> **What to work on**: Search the data for the string "Match" and extract every line where it appears.

Data excerpts:
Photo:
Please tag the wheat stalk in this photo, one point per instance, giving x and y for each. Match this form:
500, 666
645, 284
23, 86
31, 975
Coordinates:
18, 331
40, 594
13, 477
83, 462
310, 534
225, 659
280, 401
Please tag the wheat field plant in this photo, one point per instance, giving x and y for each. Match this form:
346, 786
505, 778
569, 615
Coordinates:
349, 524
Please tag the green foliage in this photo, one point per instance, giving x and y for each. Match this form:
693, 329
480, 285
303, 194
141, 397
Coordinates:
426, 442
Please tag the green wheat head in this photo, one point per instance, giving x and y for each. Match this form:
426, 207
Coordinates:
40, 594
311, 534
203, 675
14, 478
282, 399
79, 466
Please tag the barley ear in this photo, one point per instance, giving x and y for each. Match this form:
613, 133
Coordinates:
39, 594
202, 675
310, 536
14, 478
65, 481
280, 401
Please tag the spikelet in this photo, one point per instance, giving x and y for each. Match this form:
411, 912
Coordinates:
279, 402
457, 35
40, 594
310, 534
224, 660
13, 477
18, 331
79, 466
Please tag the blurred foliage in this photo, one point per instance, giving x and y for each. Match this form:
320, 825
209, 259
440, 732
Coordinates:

==

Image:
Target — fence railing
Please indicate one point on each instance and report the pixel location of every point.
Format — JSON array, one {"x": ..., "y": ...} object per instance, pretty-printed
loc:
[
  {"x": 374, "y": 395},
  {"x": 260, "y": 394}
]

> **Answer space**:
Please tag the wheat stalk in this photo, one point per instance, giving x and y for each. Match this form:
Please tag the wheat field plant in this photo, one point per instance, giving x and y for each. Match this form:
Please tag the green foliage in this photo, one point per instance, giving x and y for each. Match this form:
Please tag the green wheat head in this photo, one point per instance, giving x and y for each. Match this form:
Please tag the barley ear in this photo, one point per instance, giving x and y for each. Match this form:
Please tag the spikelet in this photo, one point per instance, giving x and y for each. Match this form:
Please tag the blurred foliage in this photo, one point per instance, giving x and y for each. Match this form:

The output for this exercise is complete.